[KUTIPAN DOKUMEN]:

Namun dari semua kesulitan yang dihadapi oleh Kabinet Djuanda dan juga
bangsa Indonesia umumnya. Perdana menteri Djuanda ternyata mampu
melakukan terobosan
besar dalam upanya mengintegrasikan seluruh wilayah kepulauan dan laut
yang menjadi wilayah territorial Indonesia dengan mencanangkan
Deklarasi Djuanda  pada tanggal 13 Desember 1957, yang berbunyi:

"segala perairan disekililing dan diantara pulau-pulau di Indonesia
merupakan bagian yang tidak terpisahkan dari daratan dan berada di
bawah kedaulatan Indonesia".

[LATIHAN SINGKAT]:
Jawablah tiga pertanyaan berikut berdasarkan kutipan tentang Deklarasi Djuanda di atas.
1. Siapa yang mencanangkan Deklarasi Djuanda?
2. Pada tanggal berapa deklarasi itu dicanangkan?
3. Menurut bunyi deklarasi, perairan di sekeliling dan di antara pulau-pulau di Indonesia merupakan bagian yang tidak terpisahkan dari apa?
Baris-baris berikut sama sekali tidak digunakan di sini.

[DATA YANG DIBERIKAN]:

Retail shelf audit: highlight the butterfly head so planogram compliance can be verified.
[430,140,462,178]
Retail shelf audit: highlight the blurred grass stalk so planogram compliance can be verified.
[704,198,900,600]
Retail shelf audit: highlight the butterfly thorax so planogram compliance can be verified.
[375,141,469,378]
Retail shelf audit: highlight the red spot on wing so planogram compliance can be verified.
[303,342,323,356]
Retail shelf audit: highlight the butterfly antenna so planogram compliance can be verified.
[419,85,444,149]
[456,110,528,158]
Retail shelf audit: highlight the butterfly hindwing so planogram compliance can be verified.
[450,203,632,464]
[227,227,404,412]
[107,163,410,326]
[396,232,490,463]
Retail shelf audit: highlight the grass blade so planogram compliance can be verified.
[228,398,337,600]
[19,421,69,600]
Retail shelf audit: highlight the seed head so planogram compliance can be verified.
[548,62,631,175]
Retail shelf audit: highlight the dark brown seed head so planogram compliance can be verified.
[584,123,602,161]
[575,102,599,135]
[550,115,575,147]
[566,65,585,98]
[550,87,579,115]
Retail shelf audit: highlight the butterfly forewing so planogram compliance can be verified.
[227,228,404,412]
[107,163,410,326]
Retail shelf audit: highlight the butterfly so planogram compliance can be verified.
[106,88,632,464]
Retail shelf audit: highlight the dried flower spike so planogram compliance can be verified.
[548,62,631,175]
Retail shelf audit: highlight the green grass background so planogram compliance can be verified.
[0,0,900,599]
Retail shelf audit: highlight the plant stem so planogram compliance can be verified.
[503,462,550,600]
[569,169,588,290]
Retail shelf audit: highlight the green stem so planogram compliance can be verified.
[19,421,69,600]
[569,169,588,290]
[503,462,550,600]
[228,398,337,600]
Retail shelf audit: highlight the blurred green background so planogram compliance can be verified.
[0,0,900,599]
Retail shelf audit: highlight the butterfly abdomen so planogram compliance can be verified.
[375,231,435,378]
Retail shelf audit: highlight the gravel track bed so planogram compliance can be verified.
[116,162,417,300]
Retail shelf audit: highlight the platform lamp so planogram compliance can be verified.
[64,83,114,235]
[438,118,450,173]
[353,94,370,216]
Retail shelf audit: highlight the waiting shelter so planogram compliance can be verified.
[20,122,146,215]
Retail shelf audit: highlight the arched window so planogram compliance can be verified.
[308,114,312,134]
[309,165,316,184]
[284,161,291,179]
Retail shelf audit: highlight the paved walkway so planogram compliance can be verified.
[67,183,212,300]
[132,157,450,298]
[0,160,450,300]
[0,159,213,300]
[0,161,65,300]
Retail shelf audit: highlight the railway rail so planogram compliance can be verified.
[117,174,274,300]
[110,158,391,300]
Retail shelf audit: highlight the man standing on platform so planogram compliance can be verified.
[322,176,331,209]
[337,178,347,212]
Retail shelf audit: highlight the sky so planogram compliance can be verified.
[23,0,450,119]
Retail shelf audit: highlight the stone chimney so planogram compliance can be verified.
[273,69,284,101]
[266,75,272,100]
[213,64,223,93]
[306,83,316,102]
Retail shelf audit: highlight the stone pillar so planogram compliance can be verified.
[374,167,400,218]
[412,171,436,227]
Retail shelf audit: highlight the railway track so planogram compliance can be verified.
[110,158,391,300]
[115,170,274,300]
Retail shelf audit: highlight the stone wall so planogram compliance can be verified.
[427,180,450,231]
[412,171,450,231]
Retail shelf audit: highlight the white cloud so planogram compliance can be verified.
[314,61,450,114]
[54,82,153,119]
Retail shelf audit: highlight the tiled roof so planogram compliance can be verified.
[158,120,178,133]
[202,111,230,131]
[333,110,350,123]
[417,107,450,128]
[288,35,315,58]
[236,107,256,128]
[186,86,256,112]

[HASIL]:
1. Perdana Menteri Djuanda.
2. 13 Desember 1957.
3. Dari daratan.